%%
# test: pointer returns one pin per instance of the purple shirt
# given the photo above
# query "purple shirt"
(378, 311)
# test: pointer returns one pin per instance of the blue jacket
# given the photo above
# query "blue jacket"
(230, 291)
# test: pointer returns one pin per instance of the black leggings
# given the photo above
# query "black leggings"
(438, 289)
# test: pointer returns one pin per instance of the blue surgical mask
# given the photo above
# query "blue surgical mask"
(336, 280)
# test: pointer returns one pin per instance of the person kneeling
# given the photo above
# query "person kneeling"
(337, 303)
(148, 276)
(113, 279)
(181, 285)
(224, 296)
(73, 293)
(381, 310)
%%
%%
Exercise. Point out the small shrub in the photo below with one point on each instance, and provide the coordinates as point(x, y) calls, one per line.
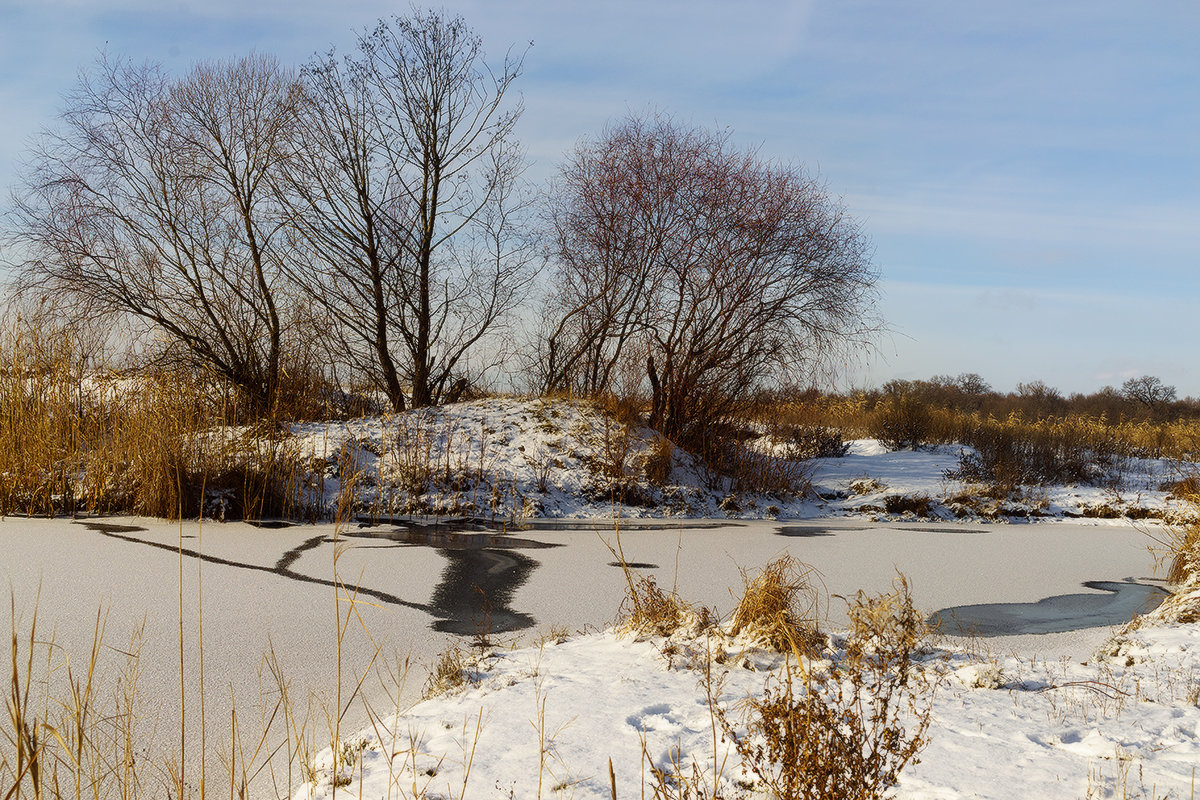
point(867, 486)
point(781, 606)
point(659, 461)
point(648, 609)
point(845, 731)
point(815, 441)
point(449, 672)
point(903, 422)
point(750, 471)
%%
%%
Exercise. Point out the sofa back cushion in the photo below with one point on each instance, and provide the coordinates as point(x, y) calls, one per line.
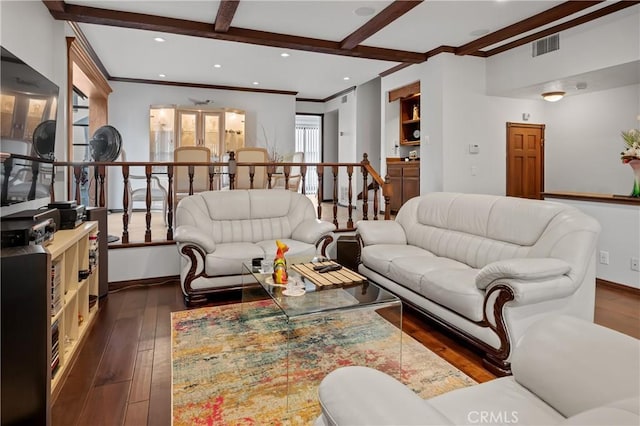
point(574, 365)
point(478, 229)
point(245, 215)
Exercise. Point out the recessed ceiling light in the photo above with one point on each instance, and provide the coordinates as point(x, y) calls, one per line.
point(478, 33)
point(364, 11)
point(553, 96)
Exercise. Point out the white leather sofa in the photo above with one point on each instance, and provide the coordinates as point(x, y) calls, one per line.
%%
■ Directions for this task ■
Reply with only the number of lines in the material above where the string "returns" appears.

■ Solved problem ■
5